▸ Исходный отрывок:
#####
С семи часов (вечера) и вплоть до одиннадцати наша беседа на ету тему не умолкала даже за чаем.

Достойно внимания, что Люда решительно отстаивает тесную связь био­графии Володи с Грузией и с возмущением говорит о недругах брата, кото­рые силятся начать духовную жизнь Володи с Москвы, и период жизни его в Грузии обойти стороной.

- Даже перед выездом Володи в Америку, - сказала Люда, - не скрывали они своего злорадства и всячески подтрунивали над его грузинским языком: «Ну что, мол, он будет там делать (без английского языка), неужто думает объехать Америку своим грузинским языком?!»

- А ведь правда, Володя прекрасно говорил по-грузински? А Оля?... В воскресенье она целый день только и говорила по-грузински с приехавшим в тот день из Тбилиси Вериным мужем, а в понедельник она скончалась.»
#####
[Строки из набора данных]

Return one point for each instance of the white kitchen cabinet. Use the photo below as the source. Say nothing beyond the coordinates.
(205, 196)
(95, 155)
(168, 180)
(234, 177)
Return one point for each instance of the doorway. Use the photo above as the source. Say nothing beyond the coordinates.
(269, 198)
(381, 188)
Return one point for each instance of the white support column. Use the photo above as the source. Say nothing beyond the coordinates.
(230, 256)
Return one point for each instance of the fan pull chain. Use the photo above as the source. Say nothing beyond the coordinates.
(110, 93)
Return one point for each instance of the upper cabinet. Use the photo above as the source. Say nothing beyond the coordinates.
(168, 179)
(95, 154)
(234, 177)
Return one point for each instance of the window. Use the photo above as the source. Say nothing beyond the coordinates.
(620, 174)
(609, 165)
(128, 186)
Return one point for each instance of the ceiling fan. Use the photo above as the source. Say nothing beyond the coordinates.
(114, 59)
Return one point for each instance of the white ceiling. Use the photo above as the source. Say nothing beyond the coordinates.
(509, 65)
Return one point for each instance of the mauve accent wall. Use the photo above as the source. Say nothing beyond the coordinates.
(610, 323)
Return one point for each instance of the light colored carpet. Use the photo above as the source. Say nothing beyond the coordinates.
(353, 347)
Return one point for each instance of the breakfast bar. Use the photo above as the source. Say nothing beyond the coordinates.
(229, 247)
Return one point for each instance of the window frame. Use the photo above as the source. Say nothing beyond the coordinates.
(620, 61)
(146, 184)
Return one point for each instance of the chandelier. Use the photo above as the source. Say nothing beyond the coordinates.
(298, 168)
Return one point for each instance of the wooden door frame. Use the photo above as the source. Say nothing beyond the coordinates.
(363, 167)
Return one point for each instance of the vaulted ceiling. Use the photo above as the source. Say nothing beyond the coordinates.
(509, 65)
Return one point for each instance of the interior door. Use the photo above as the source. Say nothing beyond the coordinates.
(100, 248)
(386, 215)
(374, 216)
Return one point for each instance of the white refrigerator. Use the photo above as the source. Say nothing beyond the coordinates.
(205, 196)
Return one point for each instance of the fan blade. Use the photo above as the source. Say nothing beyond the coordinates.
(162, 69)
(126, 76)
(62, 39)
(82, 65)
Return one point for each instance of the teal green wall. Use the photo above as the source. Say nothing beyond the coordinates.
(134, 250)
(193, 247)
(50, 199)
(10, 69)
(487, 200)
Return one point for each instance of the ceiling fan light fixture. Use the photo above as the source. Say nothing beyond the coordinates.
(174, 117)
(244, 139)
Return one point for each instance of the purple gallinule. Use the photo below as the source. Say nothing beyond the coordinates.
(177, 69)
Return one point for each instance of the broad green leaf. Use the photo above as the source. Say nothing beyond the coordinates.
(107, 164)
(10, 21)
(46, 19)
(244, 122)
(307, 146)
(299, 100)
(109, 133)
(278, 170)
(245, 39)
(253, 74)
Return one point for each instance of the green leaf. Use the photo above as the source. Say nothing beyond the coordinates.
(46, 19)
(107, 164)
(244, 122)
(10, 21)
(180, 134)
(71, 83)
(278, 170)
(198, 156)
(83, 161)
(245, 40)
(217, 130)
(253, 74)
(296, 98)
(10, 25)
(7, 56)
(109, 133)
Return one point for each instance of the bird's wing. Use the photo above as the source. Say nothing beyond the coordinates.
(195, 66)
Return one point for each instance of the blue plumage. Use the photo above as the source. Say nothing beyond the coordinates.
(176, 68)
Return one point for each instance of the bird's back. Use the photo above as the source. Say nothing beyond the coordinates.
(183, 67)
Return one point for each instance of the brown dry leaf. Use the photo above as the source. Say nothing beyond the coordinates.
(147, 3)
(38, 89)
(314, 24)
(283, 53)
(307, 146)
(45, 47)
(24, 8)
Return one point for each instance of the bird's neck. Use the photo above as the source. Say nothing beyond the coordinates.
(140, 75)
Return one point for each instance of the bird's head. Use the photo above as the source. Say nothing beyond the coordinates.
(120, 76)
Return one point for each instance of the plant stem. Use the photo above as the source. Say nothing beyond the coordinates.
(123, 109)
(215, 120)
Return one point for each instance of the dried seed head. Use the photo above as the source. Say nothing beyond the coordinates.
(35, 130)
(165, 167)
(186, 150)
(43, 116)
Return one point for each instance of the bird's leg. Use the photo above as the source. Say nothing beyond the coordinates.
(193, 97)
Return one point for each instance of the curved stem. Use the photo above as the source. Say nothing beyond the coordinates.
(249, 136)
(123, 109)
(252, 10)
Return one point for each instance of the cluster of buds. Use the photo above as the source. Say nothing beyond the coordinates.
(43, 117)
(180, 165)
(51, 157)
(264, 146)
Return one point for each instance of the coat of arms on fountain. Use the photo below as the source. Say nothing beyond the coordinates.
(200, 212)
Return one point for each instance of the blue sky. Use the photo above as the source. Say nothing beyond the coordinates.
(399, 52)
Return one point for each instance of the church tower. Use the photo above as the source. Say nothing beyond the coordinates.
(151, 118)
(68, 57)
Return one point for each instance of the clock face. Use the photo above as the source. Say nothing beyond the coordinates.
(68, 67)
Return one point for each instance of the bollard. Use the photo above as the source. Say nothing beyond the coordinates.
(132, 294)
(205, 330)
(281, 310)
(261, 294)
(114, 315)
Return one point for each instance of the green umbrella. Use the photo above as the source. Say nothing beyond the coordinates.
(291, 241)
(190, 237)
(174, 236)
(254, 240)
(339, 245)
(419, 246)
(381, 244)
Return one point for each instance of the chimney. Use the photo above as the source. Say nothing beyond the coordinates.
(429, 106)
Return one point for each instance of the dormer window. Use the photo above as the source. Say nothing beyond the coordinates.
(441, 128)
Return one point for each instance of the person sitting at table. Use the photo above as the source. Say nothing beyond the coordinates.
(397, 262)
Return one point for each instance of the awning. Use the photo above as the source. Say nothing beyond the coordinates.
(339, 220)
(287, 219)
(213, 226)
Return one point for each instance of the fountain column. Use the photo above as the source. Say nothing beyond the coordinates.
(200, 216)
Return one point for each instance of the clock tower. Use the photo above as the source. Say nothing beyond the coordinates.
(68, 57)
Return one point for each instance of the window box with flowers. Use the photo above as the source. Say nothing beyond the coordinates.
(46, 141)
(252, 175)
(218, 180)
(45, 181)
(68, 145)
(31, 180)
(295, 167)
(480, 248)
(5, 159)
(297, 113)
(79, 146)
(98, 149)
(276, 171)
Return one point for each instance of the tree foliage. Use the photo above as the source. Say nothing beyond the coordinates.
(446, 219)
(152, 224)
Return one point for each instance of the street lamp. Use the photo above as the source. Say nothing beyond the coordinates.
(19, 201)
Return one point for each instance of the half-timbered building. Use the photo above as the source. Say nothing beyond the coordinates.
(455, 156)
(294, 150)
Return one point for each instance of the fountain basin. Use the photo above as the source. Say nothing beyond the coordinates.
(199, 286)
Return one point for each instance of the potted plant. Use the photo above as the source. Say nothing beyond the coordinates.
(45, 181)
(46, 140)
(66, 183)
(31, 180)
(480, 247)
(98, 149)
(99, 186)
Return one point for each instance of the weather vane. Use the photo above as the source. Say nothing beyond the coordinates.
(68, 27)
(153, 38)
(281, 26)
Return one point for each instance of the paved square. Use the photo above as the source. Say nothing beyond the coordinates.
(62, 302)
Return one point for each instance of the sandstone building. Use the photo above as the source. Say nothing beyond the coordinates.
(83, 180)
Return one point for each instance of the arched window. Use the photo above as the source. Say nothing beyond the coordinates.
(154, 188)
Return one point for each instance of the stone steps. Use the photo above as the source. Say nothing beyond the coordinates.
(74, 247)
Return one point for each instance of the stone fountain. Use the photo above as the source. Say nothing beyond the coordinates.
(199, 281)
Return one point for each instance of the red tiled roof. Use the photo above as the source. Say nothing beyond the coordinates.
#####
▸ Задания:
[1] Перечислите все географические названия, которые встречаются в отрывке о беседе с Людой.
[2] Продолжите отрывок о беседе с Людой, начав сразу после его последнего предложения.
Строки из набора данных представляют собой отдельный материал.

▸ Ответы по порядку:
[1] Грузия, Москва, Америка, Тбилиси.

[2]
Александра Алексеевна выглядит хорошо. Ей уже 82 года. Как жаль, что они не получили нашей телеграммы.

Завтра, часов в 12 мы все в четвером (я, Коля, Люда и Вера) идем вместе на «Выставку Маяковского», но об этом - лично, по приезде домой.

Думаю выехать отсюда в воскресенье 10-го июля. А до того хочу зайти к Ивану Михаиловичу Серазини, если он здесь. Хочу за одно повидать и Варо8.

В общем нужно сказать, что я очень доволен этим своим приездом в Москву. Как будто молодость снова вернулась ко мне после нескольких десятилетий! С удовольствием осматривал знакомые места - Никитскую, Бронную, дом Гирш. Все это выглядит пока что по-старому. Дом, где жил Саша9 в Тройлинском переулке, наша студенческая столовая - все те же. Зато сильно изменилась и очень выросла Москва. Тверская уже совсем новая улица (да еще какая!). Тем не менее там и сям, в переулках, все еще теснятся по старому ветхие домики, двухэтажные и даже одноэтажные. Да и сама моя теперешняя квартира, где я остановился, тоже в двухэтажном доме. Кругом провинция настоящая, будто мы не в Москве, а всего лишь в Рязани или Козлове.

А как ты? Не хватает терпенья выехать отсюда, чтобы быть опять с вами.

Ну, пока!... Будь здоров!

Твой Гриша».

На этом я заканчиваю свой рассказ.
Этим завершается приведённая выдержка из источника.